Aim of the exercise: Reproduce the material below word for word and line for line, leaving the picture out of your copy.

# Raw records start

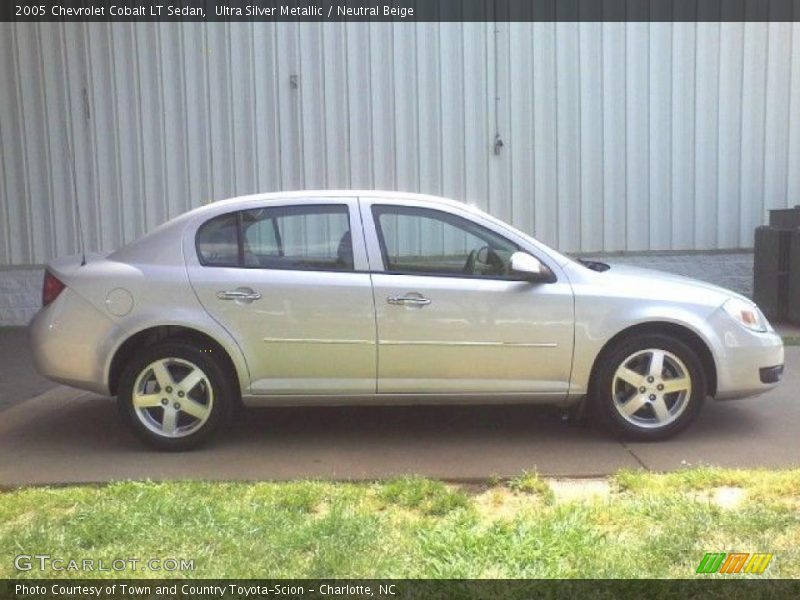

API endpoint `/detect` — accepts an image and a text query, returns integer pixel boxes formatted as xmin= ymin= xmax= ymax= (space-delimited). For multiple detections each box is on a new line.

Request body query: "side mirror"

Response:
xmin=511 ymin=252 xmax=555 ymax=283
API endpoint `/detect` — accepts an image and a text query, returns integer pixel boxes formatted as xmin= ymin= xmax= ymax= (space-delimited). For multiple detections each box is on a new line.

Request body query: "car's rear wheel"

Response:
xmin=593 ymin=334 xmax=707 ymax=441
xmin=118 ymin=340 xmax=234 ymax=450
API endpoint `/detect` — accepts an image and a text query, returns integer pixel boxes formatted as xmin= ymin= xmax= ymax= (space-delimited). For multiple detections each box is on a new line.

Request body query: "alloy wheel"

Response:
xmin=611 ymin=348 xmax=692 ymax=429
xmin=133 ymin=358 xmax=214 ymax=438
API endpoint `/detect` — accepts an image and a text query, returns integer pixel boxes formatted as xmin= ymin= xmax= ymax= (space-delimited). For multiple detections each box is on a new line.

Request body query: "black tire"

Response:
xmin=591 ymin=334 xmax=708 ymax=441
xmin=117 ymin=339 xmax=238 ymax=451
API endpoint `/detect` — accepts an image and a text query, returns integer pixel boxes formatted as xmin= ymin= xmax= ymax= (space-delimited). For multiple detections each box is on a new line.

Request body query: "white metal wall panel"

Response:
xmin=0 ymin=22 xmax=800 ymax=265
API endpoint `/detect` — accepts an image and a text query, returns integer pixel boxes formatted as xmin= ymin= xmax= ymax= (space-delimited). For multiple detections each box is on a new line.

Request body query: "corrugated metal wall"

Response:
xmin=0 ymin=23 xmax=800 ymax=265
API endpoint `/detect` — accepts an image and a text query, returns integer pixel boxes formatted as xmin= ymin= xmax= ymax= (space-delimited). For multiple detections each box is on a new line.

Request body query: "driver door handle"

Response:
xmin=386 ymin=295 xmax=431 ymax=307
xmin=217 ymin=288 xmax=261 ymax=303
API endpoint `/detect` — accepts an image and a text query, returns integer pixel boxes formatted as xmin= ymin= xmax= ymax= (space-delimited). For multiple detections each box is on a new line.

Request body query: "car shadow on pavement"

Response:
xmin=0 ymin=388 xmax=800 ymax=486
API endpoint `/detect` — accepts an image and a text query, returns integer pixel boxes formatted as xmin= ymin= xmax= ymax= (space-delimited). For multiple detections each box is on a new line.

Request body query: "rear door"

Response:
xmin=186 ymin=198 xmax=376 ymax=395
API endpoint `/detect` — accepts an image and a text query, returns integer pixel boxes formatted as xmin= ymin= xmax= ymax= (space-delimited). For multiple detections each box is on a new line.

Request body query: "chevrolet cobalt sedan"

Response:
xmin=30 ymin=191 xmax=783 ymax=450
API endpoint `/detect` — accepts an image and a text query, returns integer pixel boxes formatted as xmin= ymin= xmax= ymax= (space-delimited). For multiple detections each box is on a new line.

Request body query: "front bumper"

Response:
xmin=710 ymin=310 xmax=784 ymax=400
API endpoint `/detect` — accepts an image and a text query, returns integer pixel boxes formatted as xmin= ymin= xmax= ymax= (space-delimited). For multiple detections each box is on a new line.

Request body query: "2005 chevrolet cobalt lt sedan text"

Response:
xmin=30 ymin=191 xmax=783 ymax=449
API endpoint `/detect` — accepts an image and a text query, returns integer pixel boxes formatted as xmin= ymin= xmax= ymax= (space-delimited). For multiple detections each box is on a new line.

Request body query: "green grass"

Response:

# Raw records end

Output below:
API endpoint `/detect` — accepts an image and a text query, returns integer pixel boxes formatted as xmin= ymin= xmax= ymax= (space-delimited). For multiple detections each box is on a new line.

Request body query: "side mirror"

Response:
xmin=511 ymin=252 xmax=555 ymax=283
API endpoint `/detect` — accepts an image and a text query, returns integer pixel boxes formatted as xmin= ymin= xmax= ymax= (space-delimited). For multiple detections each box is on a new line.

Request body query: "car's rear wheel"

Response:
xmin=593 ymin=334 xmax=707 ymax=441
xmin=118 ymin=340 xmax=234 ymax=450
API endpoint `/detect` — accepts an image and a text query, returns integer pixel boxes formatted as xmin= ymin= xmax= ymax= (space-delimited). For multiple detections each box is on a new line.

Request body query: "alloy wheel"

Response:
xmin=611 ymin=348 xmax=692 ymax=429
xmin=133 ymin=358 xmax=214 ymax=438
API endpoint `/detect` — accepts an image and a text query, returns integer pixel boxes formatted as xmin= ymin= xmax= ymax= (space-delimited). For multiple detections each box is on a new line.

Request body query: "black tire"

Response:
xmin=591 ymin=334 xmax=708 ymax=441
xmin=117 ymin=339 xmax=238 ymax=451
API endpoint `/detect` — accepts an image and a text query, returns integer pixel boxes formatted as xmin= ymin= xmax= ymax= (space-delimited). For multiple detections each box is on a new line.

Request body query: "white metal wall panel"

Response:
xmin=0 ymin=22 xmax=800 ymax=265
API endpoint `/detect` — accepts an image and a text query, returns integer pixel boxes formatted as xmin= ymin= xmax= ymax= (space-delimited). For multiple detections each box is on a new line.

Request body query: "corrugated metal wall"

Response:
xmin=0 ymin=23 xmax=800 ymax=265
API endpoint `/detect` — accepts an image and a text query, returns integer pixel boxes formatted as xmin= ymin= xmax= ymax= (space-delimited). For multiple detections each box is on a new line.

Request body query: "driver door handle"

Response:
xmin=386 ymin=295 xmax=431 ymax=307
xmin=217 ymin=288 xmax=261 ymax=303
API endpoint `/detect` — accepts an image and a text query, returns integer pixel boxes formatted as xmin= ymin= xmax= ymax= (space-delimited). For multiple detections each box is on a new line.

Request body query: "car shadow on pavement"

Response:
xmin=0 ymin=388 xmax=800 ymax=486
API endpoint `/detect` — accepts an image and a text query, returns integer pixel boxes formatted as xmin= ymin= xmax= ymax= (space-delimited). For multiple detections each box is on a new line.

Request body query: "rear door"

Response:
xmin=186 ymin=198 xmax=376 ymax=395
API endpoint `/detect` — accepts an image and a text query, returns integer pixel boxes formatted as xmin= ymin= xmax= ymax= (space-delimited). For multiple detections each box is on a new line.

Request body query: "chevrolet cobalt sedan"

Response:
xmin=30 ymin=191 xmax=783 ymax=450
API endpoint `/detect` — accepts an image and a text query, returns integer pixel boxes formatted as xmin= ymin= xmax= ymax= (space-delimited). For multiple detections each box is on a new line.

Request body query: "front bumper"

Response:
xmin=710 ymin=310 xmax=784 ymax=400
API endpoint `/detect` — accepts an image and a text query, returns integer pixel boxes formatted as xmin= ymin= xmax= ymax= (space-delimited). For multiple detections each box is on a new line.

Request body query: "2005 chevrolet cobalt lt sedan text"

Response:
xmin=30 ymin=191 xmax=783 ymax=449
API endpoint `/detect` — accepts an image and a text query, returns integer pixel boxes formatted as xmin= ymin= xmax= ymax= (space-delimited). For multiple detections each box is on a new line.

Request body query: "green grass"

Response:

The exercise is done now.